───── DATASET

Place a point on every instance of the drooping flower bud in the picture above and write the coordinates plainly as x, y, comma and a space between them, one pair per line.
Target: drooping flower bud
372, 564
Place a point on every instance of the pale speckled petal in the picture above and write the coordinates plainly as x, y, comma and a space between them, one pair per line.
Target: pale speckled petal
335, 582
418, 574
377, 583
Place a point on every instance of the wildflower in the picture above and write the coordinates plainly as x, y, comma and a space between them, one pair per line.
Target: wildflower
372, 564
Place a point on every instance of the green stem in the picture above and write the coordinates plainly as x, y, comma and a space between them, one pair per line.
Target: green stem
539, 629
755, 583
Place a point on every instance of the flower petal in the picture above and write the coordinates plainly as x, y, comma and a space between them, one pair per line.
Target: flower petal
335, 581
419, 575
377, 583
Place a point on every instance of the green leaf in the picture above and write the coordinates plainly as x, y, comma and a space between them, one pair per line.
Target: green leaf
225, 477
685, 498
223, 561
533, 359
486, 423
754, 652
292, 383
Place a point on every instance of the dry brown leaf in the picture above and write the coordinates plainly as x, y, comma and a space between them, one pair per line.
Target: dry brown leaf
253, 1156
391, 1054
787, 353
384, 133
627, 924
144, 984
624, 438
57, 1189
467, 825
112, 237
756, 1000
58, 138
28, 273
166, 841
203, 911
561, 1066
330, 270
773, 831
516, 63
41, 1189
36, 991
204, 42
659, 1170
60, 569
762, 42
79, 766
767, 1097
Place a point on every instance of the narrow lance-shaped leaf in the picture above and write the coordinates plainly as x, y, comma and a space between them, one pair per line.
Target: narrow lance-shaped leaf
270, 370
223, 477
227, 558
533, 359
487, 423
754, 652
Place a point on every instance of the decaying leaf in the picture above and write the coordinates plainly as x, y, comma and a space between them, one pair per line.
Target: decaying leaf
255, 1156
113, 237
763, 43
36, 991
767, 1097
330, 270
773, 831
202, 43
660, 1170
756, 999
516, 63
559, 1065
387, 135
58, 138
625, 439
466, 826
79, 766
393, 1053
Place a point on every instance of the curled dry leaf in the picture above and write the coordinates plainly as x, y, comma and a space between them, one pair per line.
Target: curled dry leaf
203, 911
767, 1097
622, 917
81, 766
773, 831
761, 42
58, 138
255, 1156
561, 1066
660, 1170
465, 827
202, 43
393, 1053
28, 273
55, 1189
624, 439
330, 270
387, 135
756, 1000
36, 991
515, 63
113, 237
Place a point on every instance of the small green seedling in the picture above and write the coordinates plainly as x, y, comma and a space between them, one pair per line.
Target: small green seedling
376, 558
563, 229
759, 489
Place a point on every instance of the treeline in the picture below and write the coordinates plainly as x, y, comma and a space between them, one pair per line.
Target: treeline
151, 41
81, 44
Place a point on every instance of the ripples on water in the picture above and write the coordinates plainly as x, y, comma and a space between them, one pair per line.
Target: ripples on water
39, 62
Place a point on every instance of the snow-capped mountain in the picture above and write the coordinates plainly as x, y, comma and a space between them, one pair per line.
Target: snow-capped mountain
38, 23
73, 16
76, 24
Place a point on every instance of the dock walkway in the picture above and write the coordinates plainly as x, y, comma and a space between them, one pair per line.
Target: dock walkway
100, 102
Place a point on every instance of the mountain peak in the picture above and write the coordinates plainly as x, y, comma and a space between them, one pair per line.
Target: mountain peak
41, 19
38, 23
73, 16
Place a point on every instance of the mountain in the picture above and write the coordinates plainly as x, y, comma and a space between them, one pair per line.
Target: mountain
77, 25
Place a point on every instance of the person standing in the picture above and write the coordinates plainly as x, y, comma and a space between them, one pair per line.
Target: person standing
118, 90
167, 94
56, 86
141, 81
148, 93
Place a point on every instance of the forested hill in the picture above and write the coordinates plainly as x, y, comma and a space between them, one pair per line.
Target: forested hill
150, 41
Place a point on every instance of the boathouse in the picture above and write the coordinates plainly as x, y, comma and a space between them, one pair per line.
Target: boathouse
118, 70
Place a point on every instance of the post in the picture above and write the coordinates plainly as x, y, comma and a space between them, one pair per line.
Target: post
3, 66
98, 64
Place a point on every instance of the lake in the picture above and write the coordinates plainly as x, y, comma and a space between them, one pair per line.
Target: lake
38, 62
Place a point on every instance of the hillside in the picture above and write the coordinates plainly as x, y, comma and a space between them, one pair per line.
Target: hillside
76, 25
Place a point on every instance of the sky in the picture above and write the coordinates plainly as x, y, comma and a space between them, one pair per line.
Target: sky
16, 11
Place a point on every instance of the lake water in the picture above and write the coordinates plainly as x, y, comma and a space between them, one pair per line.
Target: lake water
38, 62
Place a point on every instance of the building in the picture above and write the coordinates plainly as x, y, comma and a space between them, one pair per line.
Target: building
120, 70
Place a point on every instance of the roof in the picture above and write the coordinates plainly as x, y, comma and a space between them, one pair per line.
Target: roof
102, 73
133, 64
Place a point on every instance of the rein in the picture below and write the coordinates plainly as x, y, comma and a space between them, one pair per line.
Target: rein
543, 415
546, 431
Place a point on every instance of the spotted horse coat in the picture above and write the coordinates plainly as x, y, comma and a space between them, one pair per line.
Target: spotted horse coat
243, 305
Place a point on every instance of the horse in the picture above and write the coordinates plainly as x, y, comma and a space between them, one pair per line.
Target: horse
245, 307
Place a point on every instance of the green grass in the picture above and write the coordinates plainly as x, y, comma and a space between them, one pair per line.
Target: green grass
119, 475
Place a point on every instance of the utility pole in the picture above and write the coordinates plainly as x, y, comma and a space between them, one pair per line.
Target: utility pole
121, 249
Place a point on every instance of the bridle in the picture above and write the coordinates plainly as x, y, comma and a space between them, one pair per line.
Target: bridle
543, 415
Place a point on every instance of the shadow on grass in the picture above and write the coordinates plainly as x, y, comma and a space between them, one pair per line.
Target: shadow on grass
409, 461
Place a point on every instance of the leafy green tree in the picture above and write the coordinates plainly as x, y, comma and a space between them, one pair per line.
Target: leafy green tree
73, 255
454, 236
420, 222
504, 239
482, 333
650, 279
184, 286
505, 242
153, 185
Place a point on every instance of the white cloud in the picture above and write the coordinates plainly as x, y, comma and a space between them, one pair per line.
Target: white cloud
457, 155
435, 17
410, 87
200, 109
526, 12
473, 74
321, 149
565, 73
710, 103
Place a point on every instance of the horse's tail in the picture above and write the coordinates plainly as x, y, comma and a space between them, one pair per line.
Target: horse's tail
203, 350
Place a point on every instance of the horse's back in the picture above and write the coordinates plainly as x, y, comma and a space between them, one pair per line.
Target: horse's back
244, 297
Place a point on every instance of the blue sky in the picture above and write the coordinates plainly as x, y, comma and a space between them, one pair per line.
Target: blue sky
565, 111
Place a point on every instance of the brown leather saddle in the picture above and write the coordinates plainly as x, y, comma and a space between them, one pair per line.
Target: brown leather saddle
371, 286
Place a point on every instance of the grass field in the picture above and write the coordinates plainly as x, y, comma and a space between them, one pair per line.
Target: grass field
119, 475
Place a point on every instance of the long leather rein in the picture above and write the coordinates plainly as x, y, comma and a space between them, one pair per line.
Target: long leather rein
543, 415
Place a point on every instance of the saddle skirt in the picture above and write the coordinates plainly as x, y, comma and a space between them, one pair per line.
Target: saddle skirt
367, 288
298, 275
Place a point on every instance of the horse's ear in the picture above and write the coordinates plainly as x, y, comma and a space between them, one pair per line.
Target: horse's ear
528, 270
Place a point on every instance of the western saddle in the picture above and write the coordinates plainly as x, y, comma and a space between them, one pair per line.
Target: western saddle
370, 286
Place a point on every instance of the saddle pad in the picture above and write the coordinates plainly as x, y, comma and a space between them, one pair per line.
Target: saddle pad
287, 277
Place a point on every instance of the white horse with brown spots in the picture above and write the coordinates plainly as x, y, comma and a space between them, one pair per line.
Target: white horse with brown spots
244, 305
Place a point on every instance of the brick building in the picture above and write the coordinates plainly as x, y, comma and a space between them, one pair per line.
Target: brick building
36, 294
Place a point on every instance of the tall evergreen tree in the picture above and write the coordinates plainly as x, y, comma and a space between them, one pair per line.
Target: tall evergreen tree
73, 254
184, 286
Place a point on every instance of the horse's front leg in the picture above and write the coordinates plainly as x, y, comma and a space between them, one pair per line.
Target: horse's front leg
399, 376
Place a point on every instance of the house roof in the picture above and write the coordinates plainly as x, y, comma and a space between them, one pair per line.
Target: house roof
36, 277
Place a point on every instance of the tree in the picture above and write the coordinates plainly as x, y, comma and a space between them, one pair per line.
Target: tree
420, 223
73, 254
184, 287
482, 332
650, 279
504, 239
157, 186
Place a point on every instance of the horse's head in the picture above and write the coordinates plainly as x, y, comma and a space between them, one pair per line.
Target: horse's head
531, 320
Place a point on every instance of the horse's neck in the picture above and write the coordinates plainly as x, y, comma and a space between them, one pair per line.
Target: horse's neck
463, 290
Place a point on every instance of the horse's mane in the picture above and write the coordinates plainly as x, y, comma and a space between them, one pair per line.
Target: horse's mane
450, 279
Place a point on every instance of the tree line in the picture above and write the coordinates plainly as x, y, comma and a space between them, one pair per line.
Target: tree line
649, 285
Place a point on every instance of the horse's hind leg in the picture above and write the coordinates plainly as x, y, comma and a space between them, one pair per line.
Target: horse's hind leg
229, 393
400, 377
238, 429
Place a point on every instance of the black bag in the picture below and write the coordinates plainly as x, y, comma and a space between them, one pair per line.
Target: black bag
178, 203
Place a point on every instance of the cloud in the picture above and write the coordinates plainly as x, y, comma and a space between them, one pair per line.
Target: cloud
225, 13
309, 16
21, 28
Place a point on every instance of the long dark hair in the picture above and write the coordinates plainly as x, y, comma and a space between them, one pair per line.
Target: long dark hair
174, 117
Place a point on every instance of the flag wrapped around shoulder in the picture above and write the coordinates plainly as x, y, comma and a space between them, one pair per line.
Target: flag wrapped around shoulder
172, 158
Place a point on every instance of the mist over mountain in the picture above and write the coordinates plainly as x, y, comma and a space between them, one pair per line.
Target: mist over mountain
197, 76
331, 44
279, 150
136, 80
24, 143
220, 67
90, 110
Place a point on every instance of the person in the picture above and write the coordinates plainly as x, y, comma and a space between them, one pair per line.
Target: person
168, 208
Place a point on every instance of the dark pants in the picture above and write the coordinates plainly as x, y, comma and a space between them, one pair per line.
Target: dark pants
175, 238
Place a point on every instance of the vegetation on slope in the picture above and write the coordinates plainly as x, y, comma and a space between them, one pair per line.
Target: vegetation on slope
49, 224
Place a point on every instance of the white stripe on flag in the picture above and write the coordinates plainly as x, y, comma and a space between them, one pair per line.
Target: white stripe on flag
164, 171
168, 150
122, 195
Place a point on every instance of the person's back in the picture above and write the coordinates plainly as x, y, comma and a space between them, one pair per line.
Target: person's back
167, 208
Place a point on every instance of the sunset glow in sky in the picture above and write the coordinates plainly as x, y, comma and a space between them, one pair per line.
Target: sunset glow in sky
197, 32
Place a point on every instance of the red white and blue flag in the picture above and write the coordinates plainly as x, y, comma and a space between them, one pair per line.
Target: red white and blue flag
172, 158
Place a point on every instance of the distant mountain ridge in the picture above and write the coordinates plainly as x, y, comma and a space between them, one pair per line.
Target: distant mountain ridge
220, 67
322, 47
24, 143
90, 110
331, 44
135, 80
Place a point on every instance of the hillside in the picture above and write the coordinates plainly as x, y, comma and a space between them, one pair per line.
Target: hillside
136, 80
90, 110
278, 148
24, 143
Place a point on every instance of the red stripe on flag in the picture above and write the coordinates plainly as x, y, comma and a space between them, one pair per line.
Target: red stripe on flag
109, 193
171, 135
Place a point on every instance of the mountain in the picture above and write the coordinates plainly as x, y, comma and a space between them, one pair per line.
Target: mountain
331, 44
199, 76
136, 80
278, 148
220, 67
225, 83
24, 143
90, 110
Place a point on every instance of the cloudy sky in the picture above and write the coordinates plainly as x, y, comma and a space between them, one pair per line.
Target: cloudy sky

──────────

All lines from the one containing "Place a point on every instance of the cloudy" through the final line of the listing above are to be reproduced exactly; include both and add nothing.

▶ [THE OUTPUT]:
Place a point on every instance of the cloudy sky in the picture above and write the coordinates plainly as x, y, comma and a space between them, one pair per line.
Target: cloudy sky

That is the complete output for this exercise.